▸ **Required work**:
Exclude the pictures and repeat all of the data exactly.

───── Supplied entries

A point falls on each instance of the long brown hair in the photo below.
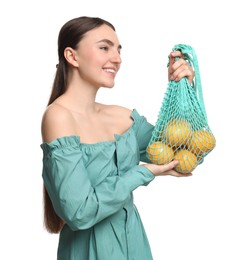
(70, 35)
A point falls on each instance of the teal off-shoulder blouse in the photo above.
(91, 187)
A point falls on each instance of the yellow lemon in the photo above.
(201, 142)
(159, 153)
(177, 132)
(187, 161)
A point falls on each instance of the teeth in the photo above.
(110, 70)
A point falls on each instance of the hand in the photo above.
(180, 68)
(166, 169)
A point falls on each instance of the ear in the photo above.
(70, 56)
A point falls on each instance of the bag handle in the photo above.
(190, 56)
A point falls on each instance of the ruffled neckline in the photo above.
(74, 140)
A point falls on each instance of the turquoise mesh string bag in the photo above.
(182, 131)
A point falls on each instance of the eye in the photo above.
(104, 48)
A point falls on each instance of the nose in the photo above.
(116, 57)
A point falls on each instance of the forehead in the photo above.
(103, 32)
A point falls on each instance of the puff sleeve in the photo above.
(80, 204)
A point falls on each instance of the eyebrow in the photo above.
(110, 43)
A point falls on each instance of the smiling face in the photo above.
(98, 56)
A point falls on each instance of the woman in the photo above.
(92, 151)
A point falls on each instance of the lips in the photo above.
(113, 71)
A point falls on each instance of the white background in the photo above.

──────────

▸ **Task answer**:
A point falls on each instance of the long brown hair in the photo below.
(70, 35)
A point falls on each instance of the teal off-shoulder blouse in the photo above.
(91, 187)
A point falls on each instance of the yellow lemon in the photo above.
(201, 142)
(159, 153)
(177, 132)
(187, 161)
A point falls on each instance of the teeth in the photo above.
(110, 70)
A point falls on each instance of the hand in the photo above.
(180, 68)
(166, 169)
A point falls on each instance of the ear in the photo above.
(70, 56)
A point falls on each instance of the bag handle in the photo above.
(190, 56)
A point falls on each instance of the ruffled neckline in the photo above.
(74, 140)
A point falls on each instance of the turquoise mesh string bag in the photo above.
(182, 131)
A point falls on each instance of the eye in the photo above.
(104, 48)
A point falls on each instance of the nose in the photo above.
(116, 57)
A point falls on each instance of the forehead in the photo above.
(103, 32)
A point falls on each instance of the puff sleeve in the photo above.
(80, 204)
A point falls on each instance of the eyebrow in the photo above.
(110, 43)
A point falls on each instance of the smiling face in the photo above.
(98, 56)
A point falls on each instance of the woman in the photo above.
(92, 151)
A point falls on each instance of the lips in the photo above.
(113, 71)
A point falls on each instance of the white background in the photo above.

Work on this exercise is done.